Exercise text:
+===+

At Tue, 1 Aug 2017 16:27:41 -0400, Robert Haas <robertmhaas(at)gmail(dot)com> wrote in <CA+TgmobbZrBPb7cvFj3ACPX2A_qSEB4ughRmB5dkGPXUYx_E+Q(at)mail(dot)gmail(dot)com>
> On Mon, Jul 31, 2017 at 5:42 AM, Kyotaro HORIGUCHI
> <horiguchi(dot)kyotaro(at)lab(dot)ntt(dot)co(dot)jp> wrote:
> > Another is getting rid of recursive call to run an execution
> > tree.
>
> That happens to be exactly what Andres did for expression evaluation
> in commit b8d7f053c5c2bf2a7e8734fe3327f6a8bc711755, and I think
> generalizing that to include the plan tree as well as expression trees
> is likely to be the long-term way forward here.

I read it in the source tree. The patch implements converting
expression tree to an intermediate expression then run it on a
custom-made interpreter. Guessing from the word "upside down"
from Andres, the whole thing will become source-driven.

> Unfortunately, that's probably another gigantic patch (that
> should probably be written by Andres).

Yeah, but async executor on the current style of executor seems
furtile work, or sitting until the patch comes is also waste of
time. So I'm planning to include the following sutff in the next
PoC patch. Even I'm not sure it can land on the coming
Andres'patch.

- Tuple passing outside call-stack. (I remember it was in the
past of the thread around but not found)

This should be included in the Andres' patch.

- Give executor an ability to run from data-source (or driver)
nodes to the root.

I'm not sure this is included, but I suppose he is aiming this
kind of thing.

- Rebuid asynchronous execution on the upside-down executor.

regrds,

--
Kyotaro Horiguchi
NTT Open Source Software Center

From:	Kyotaro HORIGUCHI <horiguchi(dot)kyotaro(at)lab(dot)ntt(dot)co(dot)jp>
To:	robertmhaas(at)gmail(dot)com
Cc:	tgl(at)sss(dot)pgh(dot)pa(dot)us, ah(at)cybertec(dot)at, pgsql-hackers(at)postgresql(dot)org
Subject:	Re: asynchronous execution
Date:	2017-08-31 12:52:36
Message-ID:	20170831.215236.135328985.horiguchi.kyotaro@lab.ntt.co.jp
Views:	Raw Message \| Whole Thread \| Download mbox \| Resend email
Lists:	pgsql-hackers

At Thu, 03 Aug 2017 09:30:57 +0900 (Tokyo Standard Time), Kyotaro HORIGUCHI <horiguchi(dot)kyotaro(at)lab(dot)ntt(dot)co(dot)jp> wrote in <20170803(dot)093057(dot)261590619(dot)horiguchi(dot)kyotaro(at)lab(dot)ntt(dot)co(dot)jp>
> > Unfortunately, that's probably another gigantic patch (that
> > should probably be written by Andres).

+===+

The data:
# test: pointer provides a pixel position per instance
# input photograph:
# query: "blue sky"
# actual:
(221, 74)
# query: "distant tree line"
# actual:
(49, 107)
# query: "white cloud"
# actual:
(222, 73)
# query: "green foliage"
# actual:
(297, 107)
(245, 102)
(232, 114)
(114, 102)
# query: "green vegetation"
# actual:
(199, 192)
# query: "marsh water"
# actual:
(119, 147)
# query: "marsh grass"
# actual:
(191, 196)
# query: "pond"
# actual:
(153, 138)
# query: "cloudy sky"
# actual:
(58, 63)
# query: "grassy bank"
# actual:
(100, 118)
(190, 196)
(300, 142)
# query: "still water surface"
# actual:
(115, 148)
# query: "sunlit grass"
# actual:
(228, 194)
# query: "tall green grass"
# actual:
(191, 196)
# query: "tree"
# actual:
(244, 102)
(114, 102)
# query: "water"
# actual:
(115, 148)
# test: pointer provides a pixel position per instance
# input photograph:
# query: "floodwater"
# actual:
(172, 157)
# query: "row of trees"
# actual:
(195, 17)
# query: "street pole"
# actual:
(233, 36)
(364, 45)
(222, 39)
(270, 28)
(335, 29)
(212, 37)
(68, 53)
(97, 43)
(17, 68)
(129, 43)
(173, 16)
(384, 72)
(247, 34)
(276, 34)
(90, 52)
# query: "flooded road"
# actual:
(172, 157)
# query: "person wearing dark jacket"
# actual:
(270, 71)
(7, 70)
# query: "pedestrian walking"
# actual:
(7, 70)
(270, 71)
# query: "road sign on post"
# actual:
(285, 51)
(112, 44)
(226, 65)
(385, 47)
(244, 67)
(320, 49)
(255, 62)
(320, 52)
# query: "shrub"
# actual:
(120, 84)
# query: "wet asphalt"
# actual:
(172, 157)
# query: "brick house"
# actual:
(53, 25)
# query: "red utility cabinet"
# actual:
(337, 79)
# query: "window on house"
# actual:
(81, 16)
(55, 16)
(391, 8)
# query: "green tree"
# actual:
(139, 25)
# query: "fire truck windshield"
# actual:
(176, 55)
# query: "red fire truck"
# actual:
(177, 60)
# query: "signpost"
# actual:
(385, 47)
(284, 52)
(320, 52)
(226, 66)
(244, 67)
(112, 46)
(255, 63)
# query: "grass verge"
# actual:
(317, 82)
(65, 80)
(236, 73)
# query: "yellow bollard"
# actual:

+===+

Goal of the exercise: Please state what the asynchronous execution text says the patch converts an expression tree into before running it.

Result of this exercise: An intermediate expression, which is then run on a custom-made interpreter.